▶ **Exercise aim**:
For the copy, please give all of the data again exactly and leave the pictures out.

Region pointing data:

=== Begin Enclosure ===

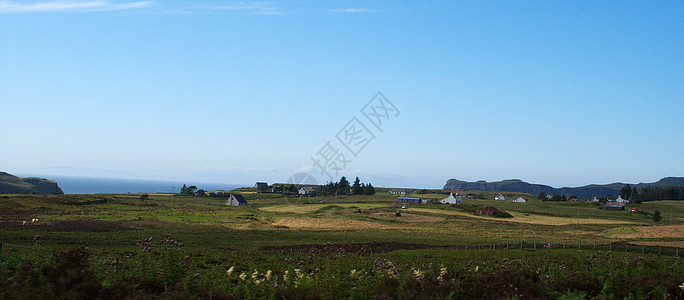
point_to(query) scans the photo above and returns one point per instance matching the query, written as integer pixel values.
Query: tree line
(343, 187)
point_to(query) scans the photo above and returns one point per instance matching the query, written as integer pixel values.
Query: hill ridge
(10, 184)
(585, 192)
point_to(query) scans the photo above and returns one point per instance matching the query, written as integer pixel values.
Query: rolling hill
(10, 184)
(585, 192)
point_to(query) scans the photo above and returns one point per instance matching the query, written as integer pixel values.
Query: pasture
(275, 229)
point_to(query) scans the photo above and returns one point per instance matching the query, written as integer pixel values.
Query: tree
(343, 186)
(188, 191)
(357, 189)
(369, 190)
(541, 196)
(625, 192)
(292, 188)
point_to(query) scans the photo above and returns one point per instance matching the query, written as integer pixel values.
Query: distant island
(10, 184)
(584, 192)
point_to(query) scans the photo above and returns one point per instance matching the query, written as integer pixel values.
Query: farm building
(408, 200)
(261, 186)
(307, 191)
(452, 199)
(398, 191)
(236, 200)
(520, 200)
(489, 210)
(620, 200)
(614, 205)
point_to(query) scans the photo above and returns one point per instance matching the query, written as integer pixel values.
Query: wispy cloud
(249, 8)
(69, 6)
(353, 10)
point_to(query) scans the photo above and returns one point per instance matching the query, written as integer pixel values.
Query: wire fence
(517, 245)
(601, 246)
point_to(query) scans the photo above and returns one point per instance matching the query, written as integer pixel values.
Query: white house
(458, 199)
(398, 191)
(236, 200)
(620, 200)
(520, 200)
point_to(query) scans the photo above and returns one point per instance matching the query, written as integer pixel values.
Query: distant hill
(10, 184)
(584, 192)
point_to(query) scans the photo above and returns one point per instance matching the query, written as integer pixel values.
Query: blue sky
(559, 93)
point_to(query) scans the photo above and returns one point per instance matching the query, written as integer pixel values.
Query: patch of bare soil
(68, 225)
(671, 244)
(375, 247)
(327, 224)
(655, 232)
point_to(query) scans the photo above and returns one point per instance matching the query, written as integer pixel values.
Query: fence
(519, 245)
(610, 246)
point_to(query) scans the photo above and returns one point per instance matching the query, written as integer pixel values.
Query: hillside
(587, 191)
(10, 184)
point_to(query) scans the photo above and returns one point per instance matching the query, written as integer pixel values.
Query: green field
(275, 230)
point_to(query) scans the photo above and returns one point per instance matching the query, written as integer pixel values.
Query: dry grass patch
(655, 232)
(673, 244)
(529, 219)
(408, 217)
(328, 224)
(308, 208)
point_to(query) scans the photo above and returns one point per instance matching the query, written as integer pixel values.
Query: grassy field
(113, 226)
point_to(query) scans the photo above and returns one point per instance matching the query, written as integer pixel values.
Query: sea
(94, 185)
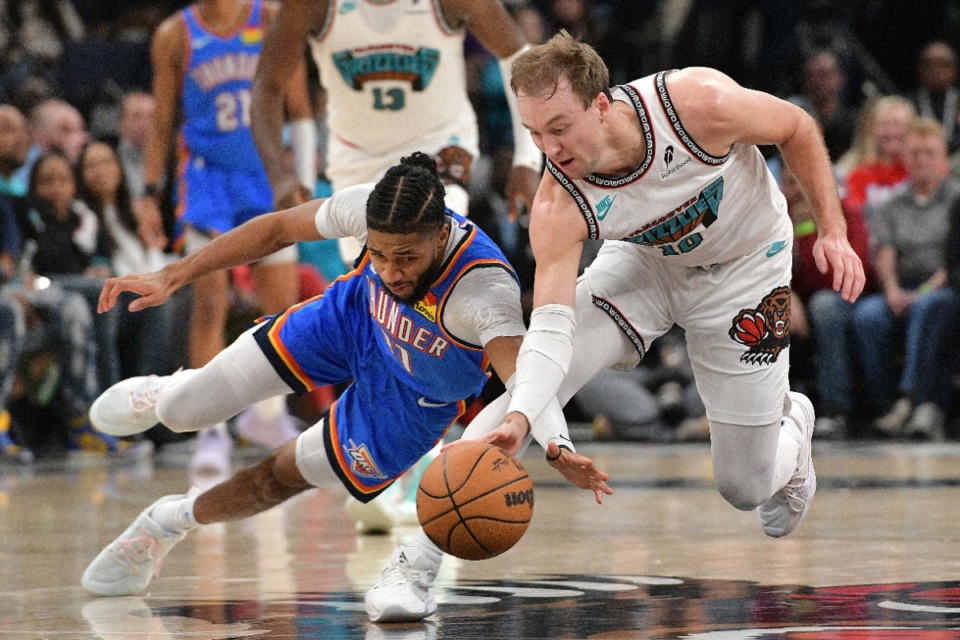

=== End Enclosure ===

▶ **Response**:
point_to(query) scans the photo above and returns one point per instance matching the query, written as integer pixel values.
Query: tree line
(343, 187)
point_to(query) scans the photo above and returns one point per instance matching the query, written as integer pixel values.
Query: hill ridge
(10, 184)
(585, 192)
point_to(query) scans the photo above and returns one point per instance matching the query, written as integer pixel values.
Query: rolling hill
(10, 184)
(585, 192)
point_to(query) scans the photo above and returns one point per instance matching the query, written as integer pixel values.
Query: pasture
(275, 229)
point_to(query) scans the photo above and returns one point per instance matching the query, written as integer pixel values.
Query: tree
(343, 186)
(188, 191)
(357, 189)
(369, 190)
(541, 196)
(625, 192)
(292, 188)
point_to(query) scans the photo above and returns one point per instance matching the query, written as integer pixel values.
Query: distant island
(10, 184)
(584, 192)
point_to(query) scans the photo above and returns one point per instance matching the query, written as integer pixel values.
Query: farm building
(408, 200)
(261, 186)
(307, 191)
(452, 199)
(398, 191)
(236, 200)
(520, 200)
(489, 210)
(620, 200)
(614, 205)
point_to(query) scans the photo above and returns one point per instance matching the query, written as integer pixel values.
Query: wispy cloud
(249, 8)
(69, 6)
(353, 10)
point_to(query) scans the photo above and returns one point per instance matching the query, written as integer pixel values.
Query: wire fence
(517, 245)
(601, 246)
point_to(query) scans the photo above and returns one point per instance matching the query, written as integer pixel values.
Query: white house
(458, 199)
(398, 191)
(236, 200)
(620, 200)
(520, 200)
point_to(query) scans the photo above and returns one point per instance matching the query, written as integer pixel values.
Query: distant hill
(10, 184)
(584, 192)
point_to(query) scans the photo above and returns one point per instance matching the query, written as integer pixel values.
Query: blue sky
(559, 93)
point_to(query) scans the photo above and returns one point per instance matching the query, written as integer pixel values.
Query: patch of bare soil
(68, 225)
(671, 244)
(375, 247)
(327, 224)
(655, 232)
point_to(query) scans the photo above and returns one point per instance matching the query, written as integer pixel values.
Query: fence
(519, 245)
(610, 246)
point_to(query) scans the photo above and returns one point per instance matching the query, written as integer pixel values.
Query: hillside
(587, 191)
(10, 184)
point_to(query) scans the photo above and returns one point per instance matching the query, written as integer pixel values.
Query: green field
(275, 230)
point_to(query) scans the photo above and returns one point per instance matching the query, written as integer pixel values.
Query: dry grass patch
(655, 232)
(673, 244)
(529, 219)
(408, 217)
(328, 224)
(308, 208)
point_to(query) scans the photo above and returns one point per instance matching the query, written as integer pixel values.
Query: grassy field
(113, 226)
point_to(query) scans the photo above and returns one point per instance matching the query, written as integer pixel values.
Query: sea
(94, 185)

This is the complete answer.